== Source information ==
··········

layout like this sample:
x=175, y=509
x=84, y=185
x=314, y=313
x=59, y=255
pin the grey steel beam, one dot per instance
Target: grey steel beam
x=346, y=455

··········

== Problem details ==
What is needed is each line of the data, printed exactly.

== Output for this exercise ==
layout like this sample:
x=175, y=509
x=84, y=185
x=314, y=313
x=59, y=255
pin the grey steel beam, one dot per instance
Target: grey steel beam
x=346, y=455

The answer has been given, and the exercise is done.